== Your task ==
Rewrite the material from the line containing "indicate the dense" through the end, replacing "foliage" with "leaves" and leaving everything else unchanged.

== Records for the task ==
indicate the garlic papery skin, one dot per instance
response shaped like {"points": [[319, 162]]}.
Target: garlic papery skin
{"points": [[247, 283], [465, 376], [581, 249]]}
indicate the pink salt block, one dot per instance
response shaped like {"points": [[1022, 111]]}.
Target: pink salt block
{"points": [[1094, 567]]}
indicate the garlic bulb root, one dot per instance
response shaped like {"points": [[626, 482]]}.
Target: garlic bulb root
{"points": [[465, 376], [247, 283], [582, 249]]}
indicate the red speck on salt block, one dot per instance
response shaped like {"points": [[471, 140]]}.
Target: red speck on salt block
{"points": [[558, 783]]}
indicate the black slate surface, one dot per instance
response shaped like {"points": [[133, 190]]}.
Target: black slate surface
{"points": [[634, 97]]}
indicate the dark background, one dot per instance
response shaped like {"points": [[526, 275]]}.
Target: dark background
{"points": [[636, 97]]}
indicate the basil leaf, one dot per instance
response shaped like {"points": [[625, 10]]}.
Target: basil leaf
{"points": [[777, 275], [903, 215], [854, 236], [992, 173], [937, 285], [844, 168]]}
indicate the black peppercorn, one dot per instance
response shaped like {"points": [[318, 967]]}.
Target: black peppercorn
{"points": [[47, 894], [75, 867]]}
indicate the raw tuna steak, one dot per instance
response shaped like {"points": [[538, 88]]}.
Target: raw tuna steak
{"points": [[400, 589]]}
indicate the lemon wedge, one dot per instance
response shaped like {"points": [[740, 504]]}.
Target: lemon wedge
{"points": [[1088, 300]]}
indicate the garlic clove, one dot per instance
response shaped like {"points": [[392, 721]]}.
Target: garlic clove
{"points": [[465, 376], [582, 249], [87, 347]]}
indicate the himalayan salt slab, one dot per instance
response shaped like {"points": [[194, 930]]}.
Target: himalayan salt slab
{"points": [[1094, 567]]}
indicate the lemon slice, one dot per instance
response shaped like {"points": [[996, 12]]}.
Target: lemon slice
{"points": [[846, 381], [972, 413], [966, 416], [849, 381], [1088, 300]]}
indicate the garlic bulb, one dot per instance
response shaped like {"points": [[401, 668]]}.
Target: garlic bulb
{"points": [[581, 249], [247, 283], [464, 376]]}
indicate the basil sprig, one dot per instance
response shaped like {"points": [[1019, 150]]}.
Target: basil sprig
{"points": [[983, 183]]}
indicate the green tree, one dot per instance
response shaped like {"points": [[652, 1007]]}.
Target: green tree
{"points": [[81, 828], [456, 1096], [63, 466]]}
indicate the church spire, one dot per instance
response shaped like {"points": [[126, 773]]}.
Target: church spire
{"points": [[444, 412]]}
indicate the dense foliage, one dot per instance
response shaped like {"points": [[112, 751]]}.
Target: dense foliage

== Solution for this exercise ==
indicate the dense leaves, one dot per instance
response shaped like {"points": [[112, 751]]}.
Target: dense leaves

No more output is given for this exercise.